EXERCISE DESCRIPTION - Lay out the lines below as a Markdown table with two columns, "Row" and "Line", numbering each row and leaving out any blank lines.
- - -
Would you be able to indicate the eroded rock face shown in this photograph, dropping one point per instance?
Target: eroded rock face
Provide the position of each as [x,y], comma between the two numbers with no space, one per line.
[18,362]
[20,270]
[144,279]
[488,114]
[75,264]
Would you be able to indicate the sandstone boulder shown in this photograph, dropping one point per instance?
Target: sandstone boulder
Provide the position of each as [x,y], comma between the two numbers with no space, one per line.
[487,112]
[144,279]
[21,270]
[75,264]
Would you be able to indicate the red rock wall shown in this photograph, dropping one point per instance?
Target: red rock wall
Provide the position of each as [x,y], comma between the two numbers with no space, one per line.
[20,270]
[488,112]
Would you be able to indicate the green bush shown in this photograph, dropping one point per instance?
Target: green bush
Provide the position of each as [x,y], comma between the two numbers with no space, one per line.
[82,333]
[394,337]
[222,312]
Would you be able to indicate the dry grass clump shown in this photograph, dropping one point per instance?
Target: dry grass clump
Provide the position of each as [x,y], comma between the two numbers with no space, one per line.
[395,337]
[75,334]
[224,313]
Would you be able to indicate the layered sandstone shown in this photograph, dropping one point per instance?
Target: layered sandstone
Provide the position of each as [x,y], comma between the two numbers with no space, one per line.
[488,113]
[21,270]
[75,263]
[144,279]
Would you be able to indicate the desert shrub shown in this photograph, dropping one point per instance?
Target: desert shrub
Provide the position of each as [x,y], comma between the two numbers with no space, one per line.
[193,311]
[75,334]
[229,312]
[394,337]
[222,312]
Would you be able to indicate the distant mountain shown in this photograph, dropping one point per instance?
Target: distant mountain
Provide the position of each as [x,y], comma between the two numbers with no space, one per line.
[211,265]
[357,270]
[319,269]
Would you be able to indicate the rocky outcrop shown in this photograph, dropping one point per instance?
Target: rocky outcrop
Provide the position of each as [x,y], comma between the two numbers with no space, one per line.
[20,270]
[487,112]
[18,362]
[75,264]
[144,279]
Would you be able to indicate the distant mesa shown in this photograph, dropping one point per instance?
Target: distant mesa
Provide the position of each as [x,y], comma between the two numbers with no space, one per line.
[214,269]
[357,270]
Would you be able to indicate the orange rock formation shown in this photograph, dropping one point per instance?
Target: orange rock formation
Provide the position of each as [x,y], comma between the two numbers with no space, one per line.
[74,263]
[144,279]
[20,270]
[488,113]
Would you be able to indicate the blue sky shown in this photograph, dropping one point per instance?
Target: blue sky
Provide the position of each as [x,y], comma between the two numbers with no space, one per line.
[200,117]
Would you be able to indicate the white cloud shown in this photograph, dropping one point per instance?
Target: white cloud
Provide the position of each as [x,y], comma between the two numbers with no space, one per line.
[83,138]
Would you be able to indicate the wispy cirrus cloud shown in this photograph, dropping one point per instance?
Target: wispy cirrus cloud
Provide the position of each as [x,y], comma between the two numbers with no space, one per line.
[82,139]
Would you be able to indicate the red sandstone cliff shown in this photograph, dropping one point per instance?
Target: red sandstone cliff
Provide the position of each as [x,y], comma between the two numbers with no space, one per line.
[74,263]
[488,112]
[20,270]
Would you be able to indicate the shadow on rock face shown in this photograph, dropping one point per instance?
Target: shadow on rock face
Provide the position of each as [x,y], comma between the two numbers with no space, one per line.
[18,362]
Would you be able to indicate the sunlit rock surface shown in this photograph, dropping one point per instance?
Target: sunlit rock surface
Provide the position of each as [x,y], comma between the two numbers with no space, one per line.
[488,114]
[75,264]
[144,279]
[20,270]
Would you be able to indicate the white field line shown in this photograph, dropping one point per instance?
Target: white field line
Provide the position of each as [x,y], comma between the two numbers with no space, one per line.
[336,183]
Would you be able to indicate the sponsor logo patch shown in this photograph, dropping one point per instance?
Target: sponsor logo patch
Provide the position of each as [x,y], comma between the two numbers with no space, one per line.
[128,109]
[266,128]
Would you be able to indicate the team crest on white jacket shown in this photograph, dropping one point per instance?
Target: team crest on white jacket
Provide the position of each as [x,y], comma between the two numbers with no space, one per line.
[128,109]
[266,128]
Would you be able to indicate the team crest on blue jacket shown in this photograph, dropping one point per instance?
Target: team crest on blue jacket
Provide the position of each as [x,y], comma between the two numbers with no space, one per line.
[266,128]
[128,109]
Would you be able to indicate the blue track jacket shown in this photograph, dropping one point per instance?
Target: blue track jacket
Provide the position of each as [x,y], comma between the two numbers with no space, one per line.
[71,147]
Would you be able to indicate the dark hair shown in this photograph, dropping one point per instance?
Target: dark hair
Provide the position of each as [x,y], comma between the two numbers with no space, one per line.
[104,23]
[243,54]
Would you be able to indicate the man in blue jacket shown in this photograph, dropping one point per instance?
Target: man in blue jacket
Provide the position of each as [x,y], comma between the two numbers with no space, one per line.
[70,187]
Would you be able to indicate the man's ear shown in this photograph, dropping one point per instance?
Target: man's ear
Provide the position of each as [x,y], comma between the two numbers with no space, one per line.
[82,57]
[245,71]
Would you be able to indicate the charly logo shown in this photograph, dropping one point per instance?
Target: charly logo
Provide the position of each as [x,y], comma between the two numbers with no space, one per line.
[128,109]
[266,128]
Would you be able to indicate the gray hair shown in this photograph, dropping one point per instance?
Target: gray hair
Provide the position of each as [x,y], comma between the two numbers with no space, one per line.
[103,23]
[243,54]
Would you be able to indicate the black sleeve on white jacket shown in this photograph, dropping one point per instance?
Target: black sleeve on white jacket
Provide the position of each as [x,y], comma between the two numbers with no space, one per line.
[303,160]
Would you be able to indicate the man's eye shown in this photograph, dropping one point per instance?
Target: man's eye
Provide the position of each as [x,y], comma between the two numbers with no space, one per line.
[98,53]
- - -
ANSWER FOR THIS EXERCISE -
| Row | Line |
|---|---|
| 1 | Would you be able to indicate the eroded rock face shown in this photograph, dropping one point per instance? |
| 2 | Target: eroded rock face |
| 3 | Provide the position of each as [x,y], comma between the two numbers with no space, one per line. |
| 4 | [18,362] |
| 5 | [20,270] |
| 6 | [144,279] |
| 7 | [488,114] |
| 8 | [75,264] |
| 9 | Would you be able to indicate the sandstone boulder shown in this photograph, dropping one point per instance? |
| 10 | Target: sandstone boulder |
| 11 | Provide the position of each as [x,y], comma between the two numbers with no space, one per line. |
| 12 | [487,112] |
| 13 | [144,279] |
| 14 | [21,270] |
| 15 | [75,264] |
| 16 | Would you be able to indicate the red rock wall shown in this photograph, dropping one point per instance? |
| 17 | Target: red rock wall |
| 18 | Provide the position of each as [x,y], comma between the two numbers with no space, one per line. |
| 19 | [20,270] |
| 20 | [488,112] |
| 21 | Would you be able to indicate the green bush shown in this photograph, dropping one point per instance? |
| 22 | Target: green bush |
| 23 | Provide the position of each as [x,y], comma between the two numbers with no space, one per line. |
| 24 | [82,333] |
| 25 | [394,337] |
| 26 | [222,312] |
| 27 | Would you be able to indicate the dry grass clump shown in this photograph, dropping one point per instance? |
| 28 | Target: dry grass clump |
| 29 | Provide the position of each as [x,y], comma between the two numbers with no space, one per line. |
| 30 | [395,337] |
| 31 | [75,334] |
| 32 | [224,313] |
| 33 | Would you be able to indicate the layered sandstone shown in this photograph, dropping one point per instance? |
| 34 | Target: layered sandstone |
| 35 | Provide the position of each as [x,y], comma between the two numbers with no space, one per line. |
| 36 | [488,113] |
| 37 | [21,270] |
| 38 | [75,263] |
| 39 | [144,279] |
| 40 | Would you be able to indicate the desert shrub shown in this photograph, dropping one point per instance? |
| 41 | Target: desert shrub |
| 42 | Provide the position of each as [x,y], comma between the two numbers with no space, one per line. |
| 43 | [193,311] |
| 44 | [75,334] |
| 45 | [229,312] |
| 46 | [394,337] |
| 47 | [222,312] |
| 48 | Would you be able to indicate the distant mountain shown in this photograph, dropping one point per instance? |
| 49 | Target: distant mountain |
| 50 | Provide the position of each as [x,y], comma between the two numbers with no space, one per line. |
| 51 | [211,265] |
| 52 | [357,270] |
| 53 | [319,269] |
| 54 | Would you be able to indicate the rocky outcrop shown in this photograph, dropping one point per instance? |
| 55 | Target: rocky outcrop |
| 56 | Provide the position of each as [x,y], comma between the two numbers with no space, one per line. |
| 57 | [20,270] |
| 58 | [487,112] |
| 59 | [18,362] |
| 60 | [75,264] |
| 61 | [144,279] |
| 62 | Would you be able to indicate the distant mesa shown in this photograph, dropping one point per instance? |
| 63 | Target: distant mesa |
| 64 | Provide the position of each as [x,y], comma between the two numbers with no space, one per line. |
| 65 | [214,269] |
| 66 | [357,270] |
| 67 | Would you be able to indicate the orange rock formation shown in this photograph, dropping one point per instance? |
| 68 | Target: orange rock formation |
| 69 | Provide the position of each as [x,y], comma between the two numbers with no space, one per line. |
| 70 | [74,263] |
| 71 | [144,279] |
| 72 | [20,270] |
| 73 | [488,113] |
| 74 | Would you be able to indicate the blue sky shown in this photograph, dropping one point per instance? |
| 75 | Target: blue sky |
| 76 | Provide the position of each as [x,y], comma between the two numbers with no space, one per line. |
| 77 | [200,117] |
| 78 | Would you be able to indicate the white cloud shown in this photograph, dropping one point per instance? |
| 79 | Target: white cloud |
| 80 | Provide the position of each as [x,y], comma between the two numbers with no space, one per line. |
| 81 | [83,138] |
| 82 | Would you be able to indicate the wispy cirrus cloud shown in this photograph, dropping one point per instance? |
| 83 | Target: wispy cirrus cloud |
| 84 | Provide the position of each as [x,y], comma between the two numbers with no space, one per line. |
| 85 | [82,139] |
| 86 | Would you be able to indicate the red sandstone cliff shown in this photograph, dropping one point per instance? |
| 87 | Target: red sandstone cliff |
| 88 | Provide the position of each as [x,y], comma between the two numbers with no space, one per line. |
| 89 | [74,263] |
| 90 | [488,112] |
| 91 | [20,270] |
| 92 | Would you be able to indicate the shadow on rock face shown in this photograph, dropping one point per instance? |
| 93 | Target: shadow on rock face |
| 94 | Provide the position of each as [x,y], comma between the two numbers with no space, one per line. |
| 95 | [18,362] |
| 96 | Would you be able to indicate the sunlit rock surface shown in this photograph, dropping one point per instance? |
| 97 | Target: sunlit rock surface |
| 98 | Provide the position of each as [x,y], comma between the two numbers with no space, one per line. |
| 99 | [488,114] |
| 100 | [75,264] |
| 101 | [144,279] |
| 102 | [20,270] |
| 103 | Would you be able to indicate the white field line shown in this photograph, dropping one point per instance? |
| 104 | Target: white field line |
| 105 | Provide the position of each as [x,y], comma between the two numbers with no space, one per line. |
| 106 | [336,183] |
| 107 | Would you be able to indicate the sponsor logo patch shown in this photograph, dropping one point per instance? |
| 108 | Target: sponsor logo patch |
| 109 | Provide the position of each as [x,y], comma between the two numbers with no space, one per line. |
| 110 | [128,109] |
| 111 | [266,128] |
| 112 | Would you be able to indicate the team crest on white jacket shown in this photograph, dropping one point per instance? |
| 113 | Target: team crest on white jacket |
| 114 | Provide the position of each as [x,y], comma between the two numbers with no space, one per line. |
| 115 | [128,109] |
| 116 | [266,128] |
| 117 | Would you be able to indicate the team crest on blue jacket shown in this photograph, dropping one point per instance? |
| 118 | Target: team crest on blue jacket |
| 119 | Provide the position of each as [x,y], comma between the two numbers with no space, one per line. |
| 120 | [266,128] |
| 121 | [128,109] |
| 122 | Would you be able to indicate the blue track jacket shown in this photograph, dropping one point per instance? |
| 123 | Target: blue track jacket |
| 124 | Provide the position of each as [x,y], comma between the two numbers with no space, one per line. |
| 125 | [71,147] |
| 126 | Would you be able to indicate the dark hair shown in this photograph, dropping one point per instance? |
| 127 | Target: dark hair |
| 128 | Provide the position of each as [x,y], comma between the two numbers with no space, one per line. |
| 129 | [104,23] |
| 130 | [243,54] |
| 131 | Would you be able to indicate the man in blue jacket shown in this photograph, dropping one point per instance? |
| 132 | Target: man in blue jacket |
| 133 | Provide the position of each as [x,y], comma between the two numbers with no space, one per line. |
| 134 | [70,187] |
| 135 | Would you be able to indicate the man's ear shown in this photograph, dropping one point per instance? |
| 136 | Target: man's ear |
| 137 | Provide the position of each as [x,y], comma between the two numbers with no space, one per line. |
| 138 | [82,57] |
| 139 | [245,71] |
| 140 | Would you be able to indicate the charly logo shown in this photograph, dropping one point per instance? |
| 141 | Target: charly logo |
| 142 | Provide the position of each as [x,y], comma between the two numbers with no space, one per line. |
| 143 | [128,109] |
| 144 | [266,128] |
| 145 | Would you be able to indicate the gray hair shown in this photograph, dropping one point per instance? |
| 146 | Target: gray hair |
| 147 | Provide the position of each as [x,y], comma between the two numbers with no space, one per line. |
| 148 | [103,23] |
| 149 | [243,54] |
| 150 | Would you be able to indicate the black sleeve on white jacket shown in this photograph, dropping one point per instance? |
| 151 | Target: black sleeve on white jacket |
| 152 | Provide the position of each as [x,y], comma between the two numbers with no space, one per line. |
| 153 | [303,160] |
| 154 | Would you be able to indicate the man's eye shown in this photograph, dropping one point per instance? |
| 155 | Target: man's eye |
| 156 | Provide the position of each as [x,y], comma between the two numbers with no space, one per line. |
| 157 | [98,53] |